Si le confinement a permis à nombre d’entre nous de revoir leurs priorités de vie, il est maintenant temps de passer à l’acte pour retrouver du sens, de changer de vie pour changer la vie
Tribune publiée sur le site lemonde.fr, le 03 07 2020
Tribune. Retour sur le confinement. Enfermés comme des lions en cage, souvent dans des espaces trop petits, nombre de gens se sont dit : « Cette fois, ça y est, c’est décidé, je change de vie, je quitte la ville, je me suis fait piéger une fois, je ne me ferai pas avoir une deuxième ». Pour beaucoup, ce fut plus qu’une prise de conscience, un déclic et même un véritable électrochoc : « Je suis là mais qu’est-ce que je fais vraiment là ? », « Je suis là, dans cette ville, dans cette vie, mais contraint et forcé par la nécessité économique ou autre ; sans y être vraiment dès lors, car ce n’est pas ma vie, pas celle que je voudrais réellement avoir, et je suis sans doute en train de passer à côté de cette vraie vie qui attend toujours, quelque part ailleurs, que je me décide enfin à venir la vivre… Cependant, où m’attend-elle donc, cette vraie vie ? Où donc n’a-t-elle pas encore commencé ? Paradoxe et perplexité : où suis-je donc moi-même si je ne suis pas réellement ici ? Et qui suis-je donc vraiment, dès lors qu’ici, de toute évidence, je ne suis pas moi-même ? ».
Ainsi, la question qui s’est invitée avec force dans nombre d’esprits pendant le confinement, et qui ne les a plus quittés, est celle de « ma juste place dans le monde ». La place où je vais pouvoir m’accomplir et servir : me découvrir, me trouver, et contribuer à la société, à son changement, de manière d’autant plus réelle, puissante, féconde, qu’alors je m’avancerai vers les autres, et agirai avec eux à partir de ma véritable singularité, de ma vocation propre enfin identifiée et exploitée.
Trouver sa juste place
A l’inverse, le drame de trop d’existences contemporaines, aliénées à des occupations sans lien avec leur propre Etre essentiel, avec leur soif d’essentiel, est de rester dissociées, schizophrènes, perpétuellement divisées entre le dedans et le dehors. Et, leur moi social ne prenant pas racine dans les ressources du moi profond, elles se retrouvent dévitalisées, complètement impuissantes dans des sociétés où, étant à la fois déracinées et hyper exposées, elles seront fatalement si fragilisées qu’elles deviendront des victimes sans défense pour toutes les dominations.

·····

TRAVAIL À FAIRE: Recopiez à l'identique le passage du texte fourni qui va de « Trouver sa juste » à « toutes les dominations. ». Appuyez-vous uniquement sur le texte fourni.

EXTRAIT DES DONNÉES:
·····

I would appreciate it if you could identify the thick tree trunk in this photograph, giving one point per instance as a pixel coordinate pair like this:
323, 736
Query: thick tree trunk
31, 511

·····

RÉPONSE:
Trouver sa juste place
A l’inverse, le drame de trop d’existences contemporaines, aliénées à des occupations sans lien avec leur propre Etre essentiel, avec leur soif d’essentiel, est de rester dissociées, schizophrènes, perpétuellement divisées entre le dedans et le dehors. Et, leur moi social ne prenant pas racine dans les ressources du moi profond, elles se retrouvent dévitalisées, complètement impuissantes dans des sociétés où, étant à la fois déracinées et hyper exposées, elles seront fatalement si fragilisées qu’elles deviendront des victimes sans défense pour toutes les dominations.